> _What is required_
Restate the editorial from "U.S. President Barack" to "state into existence.", changing "statesmanlike" to "diplomatic" and leaving every other word unchanged.

> _Excerpt_
The Daily Star (Editorial)
September 22, 2011 - 12:00am

U.S. President Barack Obama couldn’t have said it any better when he told the United Nations General Assembly that there was “no shortcut” to peace in the Middle East.

Obama was responding to the drive by the Palestinians to secure official U.N. recognition for their independent state. The U.S. president probably thought he was being statesmanlike and realistic by solemnly declaring that “statements and resolutions” at the U.N. will not bring such a state into existence.

Obama is resoundingly and definitively correct when he says there is no short-cut to a durable peace.

He and his administration must convince the Israelis to dismantle settlements, which are illegal on occupied territory under international law. It will be difficult for the White House to convince the Israelis that they must commit to a set of borders; but this is necessary for any state to gain acceptance as the good neighbor of others.

The U.S. administration will have its work cut out for it as it seeks to elicit a change in Israel’s behavior, but as Obama said, there can be no short-cuts.

The American president also told the countries of the world that Israel is surrounded by people who have launched attacks against it.

Again, there can be no short-cuts to erasing the impact of such rhetoric. Obama and his advisers will have to work against the decades-long portrayal of Israel as the eternal victim, when it in fact flouts international law and U.N. resolutions on a daily basis.

> _Raw data_

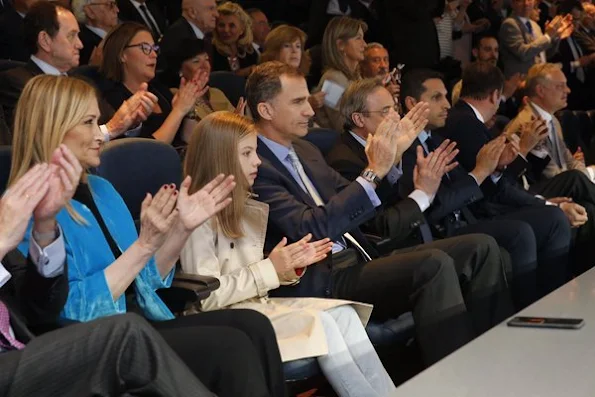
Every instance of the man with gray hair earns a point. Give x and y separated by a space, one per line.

> _Task answer_
U.S. President Barack Obama couldn’t have said it any better when he told the United Nations General Assembly that there was “no shortcut” to peace in the Middle East.

Obama was responding to the drive by the Palestinians to secure official U.N. recognition for their independent state. The U.S. president probably thought he was being diplomatic and realistic by solemnly declaring that “statements and resolutions” at the U.N. will not bring such a state into existence.